What you have to do
Pull out each line of the data below that contains the word "patio".

Supplied material
######
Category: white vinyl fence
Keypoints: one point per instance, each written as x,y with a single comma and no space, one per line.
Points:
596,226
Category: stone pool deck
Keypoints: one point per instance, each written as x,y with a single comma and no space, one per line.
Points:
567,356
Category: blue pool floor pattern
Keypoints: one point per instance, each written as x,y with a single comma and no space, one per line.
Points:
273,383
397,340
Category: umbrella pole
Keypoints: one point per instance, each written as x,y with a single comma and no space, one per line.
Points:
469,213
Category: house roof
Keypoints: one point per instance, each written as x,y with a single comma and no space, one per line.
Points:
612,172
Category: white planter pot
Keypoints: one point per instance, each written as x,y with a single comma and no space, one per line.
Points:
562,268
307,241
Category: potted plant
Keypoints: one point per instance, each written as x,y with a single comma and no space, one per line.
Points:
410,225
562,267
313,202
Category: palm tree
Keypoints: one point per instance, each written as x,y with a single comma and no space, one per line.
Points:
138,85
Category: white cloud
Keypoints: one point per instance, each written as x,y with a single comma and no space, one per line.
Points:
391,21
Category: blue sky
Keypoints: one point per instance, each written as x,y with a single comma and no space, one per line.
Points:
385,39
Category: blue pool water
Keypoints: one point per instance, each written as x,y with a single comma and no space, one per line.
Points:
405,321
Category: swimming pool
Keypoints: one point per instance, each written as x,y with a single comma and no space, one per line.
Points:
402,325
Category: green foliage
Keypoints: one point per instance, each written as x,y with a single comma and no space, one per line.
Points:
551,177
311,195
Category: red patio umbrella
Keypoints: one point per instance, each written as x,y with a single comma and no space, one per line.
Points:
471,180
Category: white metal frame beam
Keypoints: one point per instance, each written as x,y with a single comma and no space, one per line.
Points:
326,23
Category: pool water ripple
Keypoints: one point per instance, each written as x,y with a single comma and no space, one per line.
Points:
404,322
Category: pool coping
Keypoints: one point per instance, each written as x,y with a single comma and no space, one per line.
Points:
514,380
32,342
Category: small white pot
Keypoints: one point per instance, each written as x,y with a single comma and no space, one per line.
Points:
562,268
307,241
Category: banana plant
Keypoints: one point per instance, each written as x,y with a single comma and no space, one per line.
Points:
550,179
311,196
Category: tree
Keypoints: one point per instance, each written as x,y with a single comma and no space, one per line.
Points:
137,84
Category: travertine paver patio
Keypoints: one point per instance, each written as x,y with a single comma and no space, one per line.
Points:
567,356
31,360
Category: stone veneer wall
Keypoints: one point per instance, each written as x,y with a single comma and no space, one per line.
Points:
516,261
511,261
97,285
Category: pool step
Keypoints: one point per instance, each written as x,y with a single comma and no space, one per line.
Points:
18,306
######
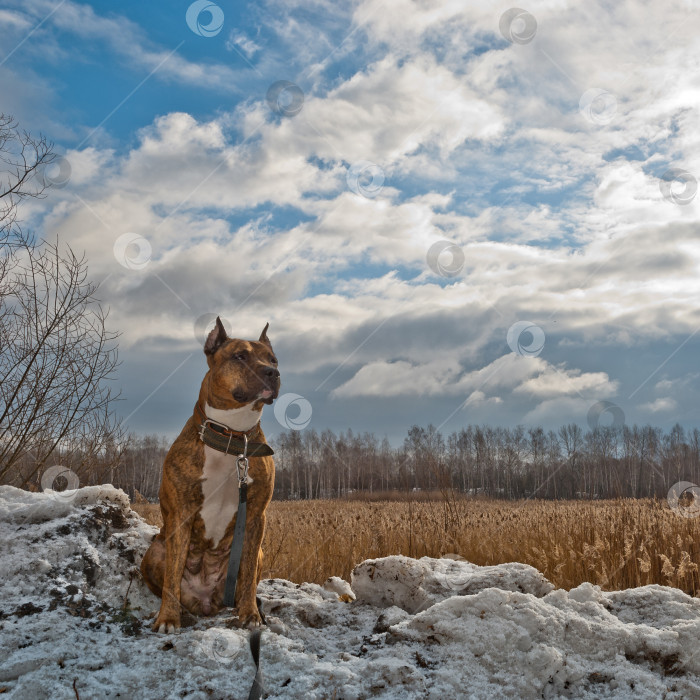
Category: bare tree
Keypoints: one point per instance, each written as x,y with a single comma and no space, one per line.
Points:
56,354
######
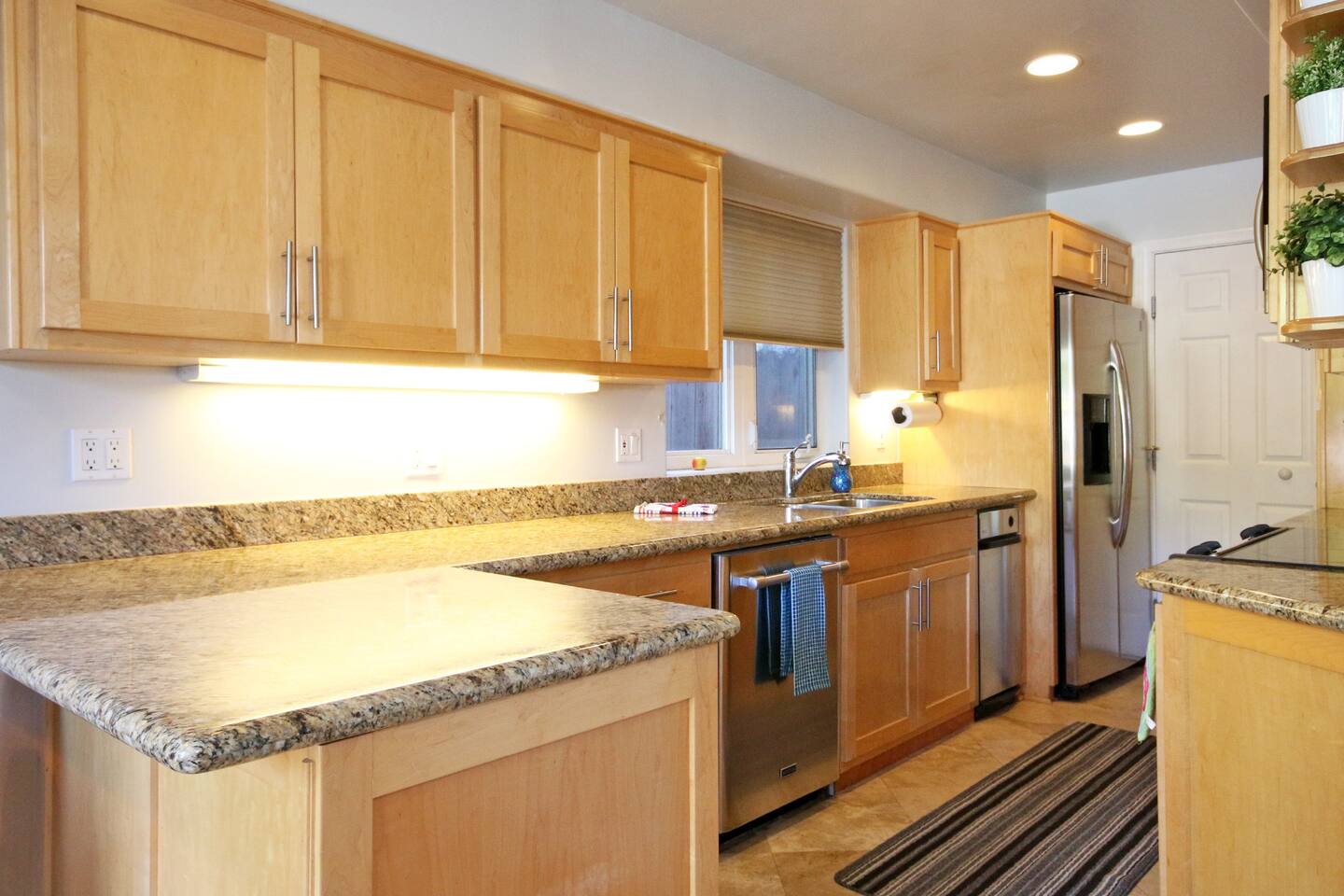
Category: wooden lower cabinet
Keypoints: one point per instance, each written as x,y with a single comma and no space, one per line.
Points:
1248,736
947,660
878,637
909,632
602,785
######
Correct response
Category: red patio umbrella
Category: travertine paver patio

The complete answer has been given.